• _Saved entries_:
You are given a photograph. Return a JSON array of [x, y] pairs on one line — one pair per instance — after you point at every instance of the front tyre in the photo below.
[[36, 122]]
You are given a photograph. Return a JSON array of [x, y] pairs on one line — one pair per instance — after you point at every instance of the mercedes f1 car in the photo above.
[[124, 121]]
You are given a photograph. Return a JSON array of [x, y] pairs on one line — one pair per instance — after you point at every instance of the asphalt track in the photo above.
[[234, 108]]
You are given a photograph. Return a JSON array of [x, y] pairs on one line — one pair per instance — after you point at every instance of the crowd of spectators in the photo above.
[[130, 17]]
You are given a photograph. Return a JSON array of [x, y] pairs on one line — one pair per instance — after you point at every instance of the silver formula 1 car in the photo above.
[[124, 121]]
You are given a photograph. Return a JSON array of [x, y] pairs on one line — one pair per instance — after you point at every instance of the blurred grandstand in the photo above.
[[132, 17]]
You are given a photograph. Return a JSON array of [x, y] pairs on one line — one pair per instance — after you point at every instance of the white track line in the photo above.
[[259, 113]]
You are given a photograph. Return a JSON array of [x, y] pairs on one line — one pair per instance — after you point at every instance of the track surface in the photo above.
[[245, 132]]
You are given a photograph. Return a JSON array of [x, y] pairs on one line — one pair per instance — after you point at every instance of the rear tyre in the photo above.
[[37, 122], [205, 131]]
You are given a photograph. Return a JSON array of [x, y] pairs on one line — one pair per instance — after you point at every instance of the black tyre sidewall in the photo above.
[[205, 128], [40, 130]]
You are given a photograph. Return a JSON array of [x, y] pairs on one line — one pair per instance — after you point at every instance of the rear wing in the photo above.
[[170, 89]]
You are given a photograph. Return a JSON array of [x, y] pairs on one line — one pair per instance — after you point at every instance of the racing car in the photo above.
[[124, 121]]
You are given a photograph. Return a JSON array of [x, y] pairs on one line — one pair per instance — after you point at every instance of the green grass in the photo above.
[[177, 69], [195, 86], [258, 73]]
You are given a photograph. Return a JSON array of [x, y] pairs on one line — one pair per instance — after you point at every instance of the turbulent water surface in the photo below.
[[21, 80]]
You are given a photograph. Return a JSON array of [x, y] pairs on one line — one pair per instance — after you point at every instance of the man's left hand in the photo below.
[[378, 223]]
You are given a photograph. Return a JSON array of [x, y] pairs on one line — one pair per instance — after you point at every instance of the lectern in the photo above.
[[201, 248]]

• _Goal of the exercise_: Every line above should be reproduced precisely.

• _Solved exercise_:
You are given a photograph. Return a JSON array of [x, y] pairs on one line — one pair per instance — after you point at every instance of the front tyre in the photo below.
[[36, 122]]
You are given a photograph. Return a JSON array of [x, y] pairs on one line — one pair per instance — after you point at every instance of the mercedes f1 car in the photo above.
[[124, 121]]
You are given a photograph. Return a JSON array of [x, y] pairs on one line — one pair per instance — after you point at every instance of the asphalt track in the photo above.
[[234, 108]]
You are given a photograph. Return a JSON array of [x, y] pairs on one line — one pair per instance — after you point at every instance of the crowd of spectators in the photo above.
[[130, 17]]
You are given a photograph. Return a JSON array of [x, y] pairs on one line — one pair per instance — after you point at every instance of the silver formula 1 car in the photo above.
[[124, 121]]
You are given a photograph. Return a JSON array of [x, y] pairs on one line — one pair per instance — after you point at every instance of the blurred grandstand in the photo above.
[[132, 17]]
You are given a photograph. Return a JSON array of [x, y] pairs on one line — one pair per instance — after you point at every instance of the white track line in the photo above.
[[259, 113]]
You are given a photograph. Return a JSON array of [x, y] pairs on one line — one pair per instance — after you point at every instance of the track surface in the photo above.
[[245, 132]]
You are given a photograph. Return a JSON array of [x, y] pairs on one line — one pair per instance — after you point at every instance of the rear tyre in the photo above.
[[37, 122], [205, 131]]
You are given a photograph. Return a JSON array of [x, y] pairs on one line — one pair per instance — after you point at every instance of the black tyre sidewall in the photo above.
[[205, 128], [40, 130]]
You are given a photograph. Return a JSON array of [x, y] pairs on one line — one pair per instance — after you point at every instance of the rear wing in the photo above.
[[170, 89]]
You are given a photograph. Return a JSON array of [x, y] pairs on one line — one pair per instance — after you point at every instance of the racing car in the photo above.
[[124, 121]]
You are given a photograph. Return a JSON array of [x, y] pairs on one line — one pair per instance — after you point at every instance of the green grass in the photo above.
[[177, 69], [195, 86], [258, 73]]
You are given a photograph. Return a JSON array of [x, y] pairs on one line — one pair per instance — after you point at every instance of the turbulent water surface in the photo below.
[[21, 80]]
You are given a photograph. Return a JSON array of [x, y] pairs on one line — one pair per instance — after you point at every instance of the man's left hand in the photo below.
[[378, 223]]
You are given a photograph. Return a JSON array of [x, y] pairs on one line — one pair per instance — after you point at every instance of the lectern in the photo above.
[[201, 248]]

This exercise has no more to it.